# Trouble with titanium backup after installing tweakstock



## ericgilchrist (Oct 7, 2011)

I just installed tweakstock version 1.4 with pb&j. Now titanium backup is not working. I've tried re-installing the app. I've tried batch sizes ranging from 200 to just one app, both with and without data. It just hangs. Not having ti backup working will make flashing new roms quite labor intensive and unpleasant. Any advice?

Sent from my SCH-I510 using RootzWiki


----------



## dwitherell (Jul 23, 2011)

ericgilchrist said:


> I just installed tweakstock version 1.4 with pb&j. Now titanium backup is not working. I've tried re-installing the app. I've tried batch sizes ranging from 200 to just one app, both with and without data. It just hangs. Not having ti backup working will make flashing new roms quite labor intensive and unpleasant. Any advice?
> 
> Sent from my SCH-I510 using RootzWiki


I've seen this happen a number of times unfortunately, and it is not limited to just TweakStock. In those cases where it does occur, if you go into Preferences in TiBu and go to App processing mode, try changing to indirect. Be aware though that there is a downside - you have to manually click through everything, which sort of takes the "batch" out of batch restore (at least this is what happened in my experience). This happened a lot when I first switched to stock EP4, but has since seemed to calm down a bit and acts more stable - for me at least. Sorry this isn't more help.


----------



## CraigL (Jun 17, 2011)

Changing to auto-indirect should fix your problems, and not have to click through everything. If it still doesn't work then try the manual setting

Sent from my SCH-I510 using RootzWiki


----------



## landshark (Aug 6, 2011)

Also on you phone go menu=>settings=>applications, and make sure unknown sources is checked. I've seen this create a problem with restores also


----------



## dwitherell (Jul 23, 2011)
+ + + +
Can you extract, word for word, the passage of the Titanium Backup thread starting with "I've seen this happen" and going on through "(Jun 17, 2011)"?

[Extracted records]
+ + + +
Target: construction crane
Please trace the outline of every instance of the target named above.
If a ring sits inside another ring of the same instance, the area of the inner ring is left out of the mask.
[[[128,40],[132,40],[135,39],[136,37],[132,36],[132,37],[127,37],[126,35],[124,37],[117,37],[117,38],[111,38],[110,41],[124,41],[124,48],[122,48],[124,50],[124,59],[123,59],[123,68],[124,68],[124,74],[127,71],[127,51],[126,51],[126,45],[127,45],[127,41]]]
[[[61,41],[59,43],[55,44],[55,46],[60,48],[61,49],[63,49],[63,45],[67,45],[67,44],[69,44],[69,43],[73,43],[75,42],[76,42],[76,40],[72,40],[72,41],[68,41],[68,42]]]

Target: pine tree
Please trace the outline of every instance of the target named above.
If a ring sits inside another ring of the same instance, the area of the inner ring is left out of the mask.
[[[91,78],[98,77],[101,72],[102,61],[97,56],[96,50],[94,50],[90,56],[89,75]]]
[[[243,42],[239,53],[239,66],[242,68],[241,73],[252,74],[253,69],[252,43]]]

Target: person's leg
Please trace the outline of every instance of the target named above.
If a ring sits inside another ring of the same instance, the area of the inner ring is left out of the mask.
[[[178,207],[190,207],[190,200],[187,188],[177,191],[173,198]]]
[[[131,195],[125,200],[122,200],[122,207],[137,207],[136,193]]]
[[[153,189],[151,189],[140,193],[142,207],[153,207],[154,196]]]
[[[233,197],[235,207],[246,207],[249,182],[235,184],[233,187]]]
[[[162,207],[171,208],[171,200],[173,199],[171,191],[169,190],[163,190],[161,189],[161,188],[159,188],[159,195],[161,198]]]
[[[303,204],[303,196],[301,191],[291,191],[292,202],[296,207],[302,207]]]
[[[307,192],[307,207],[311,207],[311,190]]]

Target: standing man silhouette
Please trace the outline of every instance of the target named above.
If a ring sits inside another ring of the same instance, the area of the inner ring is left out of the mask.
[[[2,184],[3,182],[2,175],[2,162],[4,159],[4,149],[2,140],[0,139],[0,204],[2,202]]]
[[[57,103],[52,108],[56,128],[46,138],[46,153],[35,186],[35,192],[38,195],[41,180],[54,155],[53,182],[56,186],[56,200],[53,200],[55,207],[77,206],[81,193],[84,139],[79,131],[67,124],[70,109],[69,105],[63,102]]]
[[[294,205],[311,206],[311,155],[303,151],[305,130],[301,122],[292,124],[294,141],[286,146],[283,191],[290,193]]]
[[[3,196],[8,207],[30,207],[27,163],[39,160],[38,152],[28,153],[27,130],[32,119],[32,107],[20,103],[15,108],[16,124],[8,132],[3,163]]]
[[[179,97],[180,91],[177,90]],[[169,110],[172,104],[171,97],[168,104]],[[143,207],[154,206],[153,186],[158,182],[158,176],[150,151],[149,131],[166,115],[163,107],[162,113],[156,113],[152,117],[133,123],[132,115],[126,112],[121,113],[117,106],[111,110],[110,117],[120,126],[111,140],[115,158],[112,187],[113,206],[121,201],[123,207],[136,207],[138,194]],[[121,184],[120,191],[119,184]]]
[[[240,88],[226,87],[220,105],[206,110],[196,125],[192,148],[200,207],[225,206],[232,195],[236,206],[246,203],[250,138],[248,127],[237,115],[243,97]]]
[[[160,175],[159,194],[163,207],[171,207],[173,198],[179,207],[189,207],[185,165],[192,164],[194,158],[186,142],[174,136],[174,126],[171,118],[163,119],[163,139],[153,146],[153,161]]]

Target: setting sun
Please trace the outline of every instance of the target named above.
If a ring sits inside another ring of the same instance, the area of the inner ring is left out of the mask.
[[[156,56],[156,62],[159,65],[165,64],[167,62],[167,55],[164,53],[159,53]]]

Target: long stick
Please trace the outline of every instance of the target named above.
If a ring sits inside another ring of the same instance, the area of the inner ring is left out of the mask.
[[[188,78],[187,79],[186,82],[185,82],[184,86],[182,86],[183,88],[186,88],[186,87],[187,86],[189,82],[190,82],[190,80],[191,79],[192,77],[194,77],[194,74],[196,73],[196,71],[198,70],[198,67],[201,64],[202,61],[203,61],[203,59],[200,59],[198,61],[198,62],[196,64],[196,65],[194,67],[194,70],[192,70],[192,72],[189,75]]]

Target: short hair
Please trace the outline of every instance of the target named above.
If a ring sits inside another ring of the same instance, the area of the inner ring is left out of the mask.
+ + + +
== Completed task ==
I've seen this happen a number of times unfortunately, and it is not limited to just TweakStock. In those cases where it does occur, if you go into Preferences in TiBu and go to App processing mode, try changing to indirect. Be aware though that there is a downside - you have to manually click through everything, which sort of takes the "batch" out of batch restore (at least this is what happened in my experience). This happened a lot when I first switched to stock EP4, but has since seemed to calm down a bit and acts more stable - for me at least. Sorry this isn't more help.


----------



## CraigL (Jun 17, 2011)